<<<<

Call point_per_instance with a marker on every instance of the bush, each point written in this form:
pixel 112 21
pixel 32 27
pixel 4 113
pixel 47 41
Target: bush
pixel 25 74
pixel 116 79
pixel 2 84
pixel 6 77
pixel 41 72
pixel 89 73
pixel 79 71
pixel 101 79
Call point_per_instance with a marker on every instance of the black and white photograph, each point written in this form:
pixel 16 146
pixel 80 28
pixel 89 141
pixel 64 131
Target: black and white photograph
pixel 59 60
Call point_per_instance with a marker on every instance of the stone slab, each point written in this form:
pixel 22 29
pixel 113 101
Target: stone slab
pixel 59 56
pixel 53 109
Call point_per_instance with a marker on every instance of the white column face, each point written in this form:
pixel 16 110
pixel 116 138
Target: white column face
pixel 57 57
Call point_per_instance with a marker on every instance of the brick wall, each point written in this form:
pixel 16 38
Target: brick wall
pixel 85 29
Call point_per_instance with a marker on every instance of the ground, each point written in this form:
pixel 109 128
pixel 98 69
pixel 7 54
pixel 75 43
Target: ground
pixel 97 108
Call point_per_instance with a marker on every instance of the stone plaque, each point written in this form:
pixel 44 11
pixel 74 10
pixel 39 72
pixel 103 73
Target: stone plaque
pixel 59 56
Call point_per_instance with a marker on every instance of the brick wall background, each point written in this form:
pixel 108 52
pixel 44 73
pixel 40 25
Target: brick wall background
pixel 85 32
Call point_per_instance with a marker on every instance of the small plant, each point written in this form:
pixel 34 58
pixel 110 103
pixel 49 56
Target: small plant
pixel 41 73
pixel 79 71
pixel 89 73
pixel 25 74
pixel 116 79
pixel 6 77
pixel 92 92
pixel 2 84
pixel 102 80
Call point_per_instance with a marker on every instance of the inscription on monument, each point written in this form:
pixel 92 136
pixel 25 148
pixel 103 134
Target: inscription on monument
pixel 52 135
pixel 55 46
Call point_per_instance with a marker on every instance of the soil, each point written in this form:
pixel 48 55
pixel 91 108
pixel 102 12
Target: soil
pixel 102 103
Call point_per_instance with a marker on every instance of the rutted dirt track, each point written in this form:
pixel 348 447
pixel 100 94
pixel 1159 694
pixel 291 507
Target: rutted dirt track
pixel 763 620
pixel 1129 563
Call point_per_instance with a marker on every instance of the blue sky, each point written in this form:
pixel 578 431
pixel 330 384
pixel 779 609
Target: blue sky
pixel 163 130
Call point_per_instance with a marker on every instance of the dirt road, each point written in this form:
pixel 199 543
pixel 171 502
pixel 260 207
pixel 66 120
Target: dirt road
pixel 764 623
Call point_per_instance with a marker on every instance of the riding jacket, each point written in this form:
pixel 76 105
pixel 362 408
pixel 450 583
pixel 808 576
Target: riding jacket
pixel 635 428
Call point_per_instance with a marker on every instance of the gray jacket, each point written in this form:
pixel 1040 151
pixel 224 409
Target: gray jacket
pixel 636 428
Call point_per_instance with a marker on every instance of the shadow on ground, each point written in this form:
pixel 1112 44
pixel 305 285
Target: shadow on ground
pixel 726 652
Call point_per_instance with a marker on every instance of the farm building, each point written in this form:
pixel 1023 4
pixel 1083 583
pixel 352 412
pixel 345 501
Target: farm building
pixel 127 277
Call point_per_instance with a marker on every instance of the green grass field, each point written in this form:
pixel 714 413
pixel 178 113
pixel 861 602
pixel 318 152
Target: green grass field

>>>>

Give back, exactly as written, the stretch from the line with "pixel 102 12" through the line with "pixel 66 120", and no other lines from the records above.

pixel 102 12
Target: soil
pixel 102 103
Call point_per_instance with a marker on every instance of the rutted dirt track, each point written in this form:
pixel 348 447
pixel 100 94
pixel 1159 694
pixel 291 507
Target: rutted dirt track
pixel 763 620
pixel 1129 563
Call point_per_instance with a marker on every instance of the blue sky, each point written in this form:
pixel 578 431
pixel 330 384
pixel 779 609
Target: blue sky
pixel 163 130
Call point_per_instance with a marker on every instance of the dirt road, each point written in this form:
pixel 199 543
pixel 171 502
pixel 260 207
pixel 66 120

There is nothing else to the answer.